• **MATERIAL FOR THE TASK**
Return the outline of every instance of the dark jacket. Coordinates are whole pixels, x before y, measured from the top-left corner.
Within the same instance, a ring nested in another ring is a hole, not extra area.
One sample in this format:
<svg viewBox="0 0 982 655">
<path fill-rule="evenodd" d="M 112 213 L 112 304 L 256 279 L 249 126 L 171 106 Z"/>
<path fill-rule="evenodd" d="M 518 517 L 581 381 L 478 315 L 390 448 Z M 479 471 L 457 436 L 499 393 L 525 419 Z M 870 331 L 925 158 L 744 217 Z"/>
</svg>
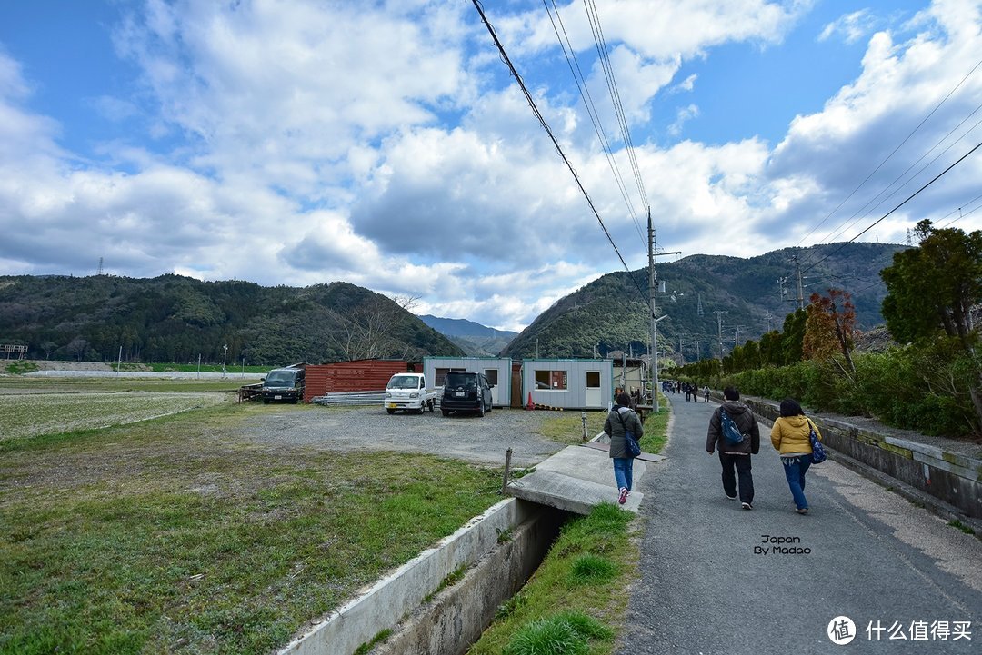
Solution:
<svg viewBox="0 0 982 655">
<path fill-rule="evenodd" d="M 634 438 L 638 441 L 644 434 L 644 426 L 634 414 L 634 410 L 615 405 L 607 415 L 607 421 L 604 422 L 604 431 L 611 437 L 611 457 L 629 457 L 624 441 L 625 428 L 633 432 Z"/>
<path fill-rule="evenodd" d="M 723 420 L 720 418 L 720 410 L 726 410 L 730 418 L 734 420 L 739 431 L 749 434 L 749 439 L 743 439 L 739 445 L 727 443 L 723 438 Z M 760 452 L 760 428 L 757 427 L 757 418 L 753 416 L 750 408 L 738 400 L 727 400 L 720 405 L 712 418 L 709 420 L 709 431 L 706 434 L 706 450 L 715 452 L 719 448 L 720 452 L 738 455 L 756 455 Z"/>
</svg>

• **PROBLEM TO SOLVE**
Write out the whole listing again with "dark jacket" changed to "black coat" and every other line left as it is. Leave the pictures out.

• **FULL RESPONSE**
Return the outline of every instance of the black coat. Coordinates are whole pixels, x before y, measured from the top-left corner.
Within the same instance, a ring nested in another ring is a hole, not extra area.
One sample in this format:
<svg viewBox="0 0 982 655">
<path fill-rule="evenodd" d="M 112 213 L 112 304 L 256 279 L 249 126 L 171 106 Z"/>
<path fill-rule="evenodd" d="M 518 517 L 581 381 L 478 315 L 390 448 Z M 479 471 L 457 436 L 499 393 L 525 419 Z M 870 331 L 925 158 L 744 217 Z"/>
</svg>
Solution:
<svg viewBox="0 0 982 655">
<path fill-rule="evenodd" d="M 634 438 L 638 441 L 644 434 L 644 426 L 634 414 L 634 410 L 615 405 L 607 415 L 607 421 L 604 422 L 604 431 L 611 437 L 611 457 L 629 457 L 624 441 L 625 428 L 633 432 Z"/>
<path fill-rule="evenodd" d="M 723 420 L 720 418 L 720 410 L 726 410 L 730 418 L 734 420 L 739 431 L 749 434 L 749 439 L 743 439 L 739 445 L 727 443 L 723 438 Z M 760 452 L 760 428 L 757 427 L 757 418 L 753 416 L 750 408 L 738 400 L 727 400 L 720 405 L 712 418 L 709 420 L 709 431 L 706 434 L 706 450 L 715 452 L 719 448 L 720 452 L 738 455 L 756 455 Z"/>
</svg>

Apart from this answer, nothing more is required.